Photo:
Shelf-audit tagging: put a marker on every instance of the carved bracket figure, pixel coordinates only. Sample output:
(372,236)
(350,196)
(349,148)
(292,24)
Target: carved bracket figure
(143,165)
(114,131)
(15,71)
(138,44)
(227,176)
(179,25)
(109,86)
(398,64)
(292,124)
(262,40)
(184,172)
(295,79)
== == ==
YOUR TASK: After reading the listing above, print each line back exactly.

EXERCISE RESPONSE:
Photo:
Shelf-audit tagging: put a marker on every instance of the carved bracket figure, pixel coordinates only. Sample output:
(372,236)
(350,196)
(349,148)
(292,24)
Target: carved bracket figure
(143,165)
(114,131)
(15,71)
(138,44)
(227,176)
(179,25)
(109,86)
(398,64)
(292,124)
(262,40)
(184,172)
(295,79)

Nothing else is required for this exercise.